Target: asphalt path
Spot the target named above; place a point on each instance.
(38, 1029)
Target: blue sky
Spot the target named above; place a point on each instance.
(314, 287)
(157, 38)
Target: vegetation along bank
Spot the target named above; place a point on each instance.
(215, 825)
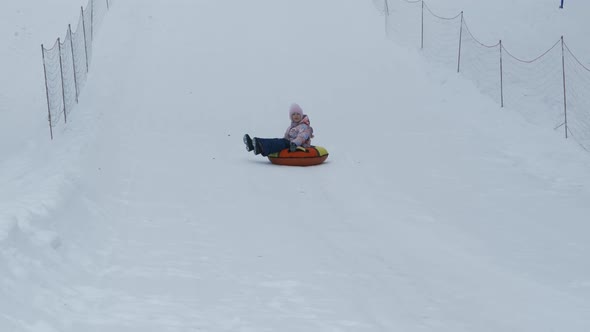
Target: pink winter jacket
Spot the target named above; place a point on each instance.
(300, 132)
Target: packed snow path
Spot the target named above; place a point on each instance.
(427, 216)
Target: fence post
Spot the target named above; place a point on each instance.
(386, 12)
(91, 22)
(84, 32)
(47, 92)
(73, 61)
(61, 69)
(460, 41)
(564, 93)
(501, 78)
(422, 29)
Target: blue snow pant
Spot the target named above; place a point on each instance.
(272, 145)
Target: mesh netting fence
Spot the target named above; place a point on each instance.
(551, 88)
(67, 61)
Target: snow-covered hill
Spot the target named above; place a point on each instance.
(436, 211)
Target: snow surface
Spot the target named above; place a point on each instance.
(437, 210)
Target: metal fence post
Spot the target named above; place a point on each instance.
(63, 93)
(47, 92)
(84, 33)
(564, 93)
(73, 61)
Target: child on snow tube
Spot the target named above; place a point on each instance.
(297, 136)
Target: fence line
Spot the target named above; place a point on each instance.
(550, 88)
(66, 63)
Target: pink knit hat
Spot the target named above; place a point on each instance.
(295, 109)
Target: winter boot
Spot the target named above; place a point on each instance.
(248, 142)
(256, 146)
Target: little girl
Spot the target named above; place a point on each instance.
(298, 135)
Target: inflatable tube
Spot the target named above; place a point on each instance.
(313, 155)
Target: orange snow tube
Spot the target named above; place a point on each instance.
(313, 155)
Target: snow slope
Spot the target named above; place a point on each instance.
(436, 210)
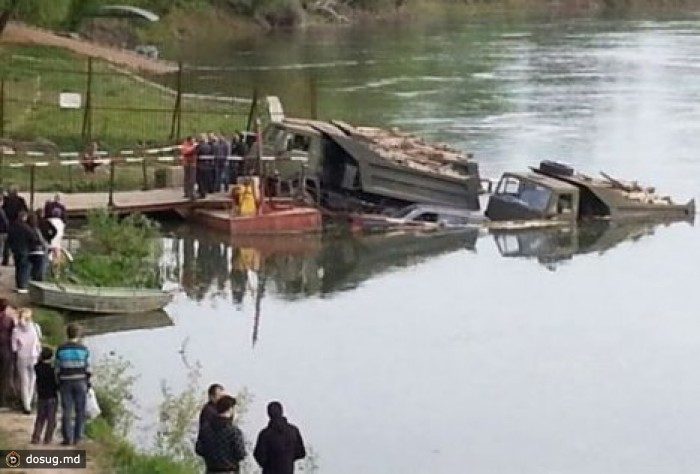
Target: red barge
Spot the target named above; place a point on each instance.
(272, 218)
··········
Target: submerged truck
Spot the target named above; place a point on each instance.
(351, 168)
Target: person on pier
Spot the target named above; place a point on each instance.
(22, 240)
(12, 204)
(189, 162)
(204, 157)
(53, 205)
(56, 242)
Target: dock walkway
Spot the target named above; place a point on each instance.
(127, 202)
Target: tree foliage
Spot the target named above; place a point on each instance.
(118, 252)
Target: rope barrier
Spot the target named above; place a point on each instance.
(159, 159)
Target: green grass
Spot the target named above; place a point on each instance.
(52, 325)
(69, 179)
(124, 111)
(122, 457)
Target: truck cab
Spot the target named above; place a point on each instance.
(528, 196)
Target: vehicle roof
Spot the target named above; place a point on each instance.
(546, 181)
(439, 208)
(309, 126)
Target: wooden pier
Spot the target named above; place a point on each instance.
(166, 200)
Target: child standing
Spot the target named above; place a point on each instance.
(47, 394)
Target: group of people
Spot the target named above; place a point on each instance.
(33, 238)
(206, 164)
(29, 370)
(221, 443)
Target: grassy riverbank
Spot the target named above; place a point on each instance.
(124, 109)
··········
_TASK DETAILS_
Copy every line of the material above that contains the word "pink", matching case exactly.

_RESPONSE TO THIS EXERCISE_
Target: pink winter jacket
Target: pink knit hat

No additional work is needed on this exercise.